WHAT YOU HAVE TO DO
Pick out and copy every line in the entries below that contains the word "instance". Match case exactly.

··· DATASET RECORDS

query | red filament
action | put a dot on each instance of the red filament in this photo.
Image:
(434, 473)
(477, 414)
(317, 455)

······
··· DATASET RECORDS

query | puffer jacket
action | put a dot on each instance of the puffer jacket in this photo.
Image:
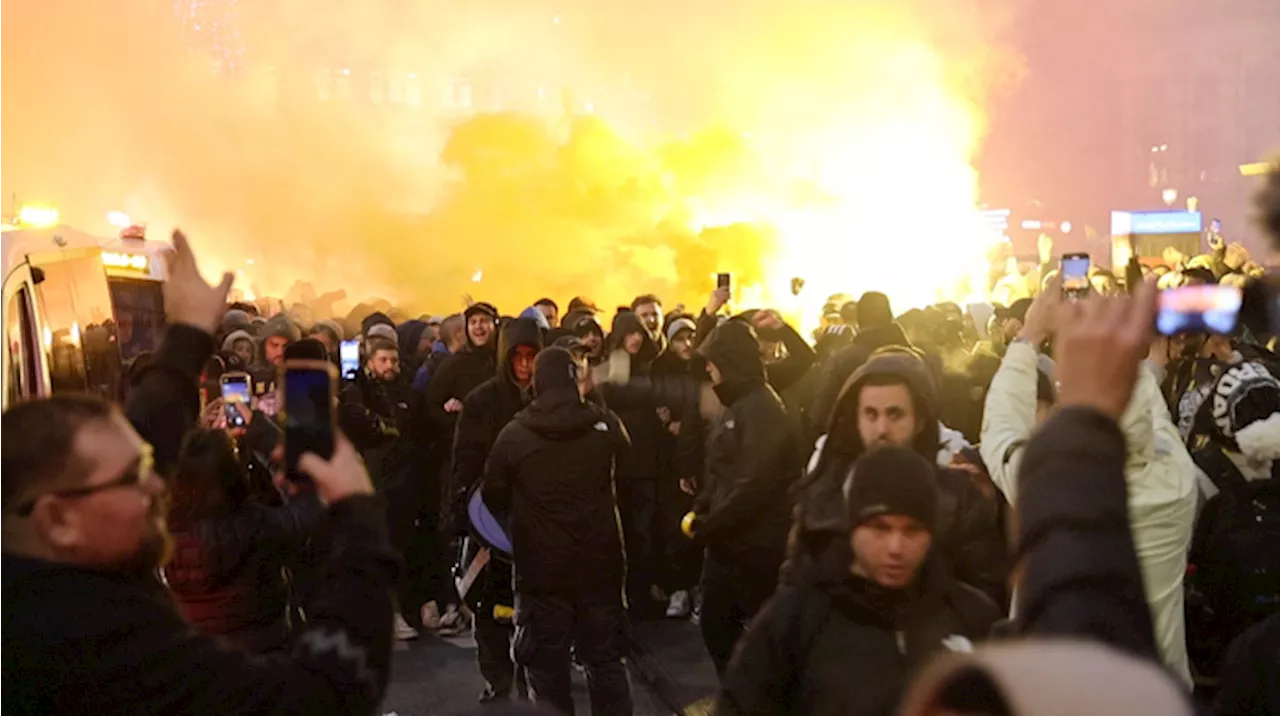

······
··· DATASET RECORDS

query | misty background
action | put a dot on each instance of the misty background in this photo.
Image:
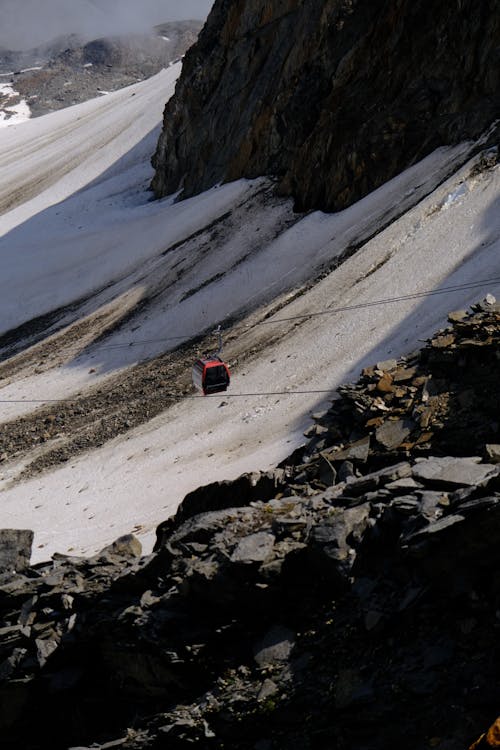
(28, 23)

······

TASK RESULT
action | put a dot on each instance of the red filament in this photo.
action | put a dot on each instance of the puffer jacket in this photo.
action | put a dot on each instance of the misty background in this photo.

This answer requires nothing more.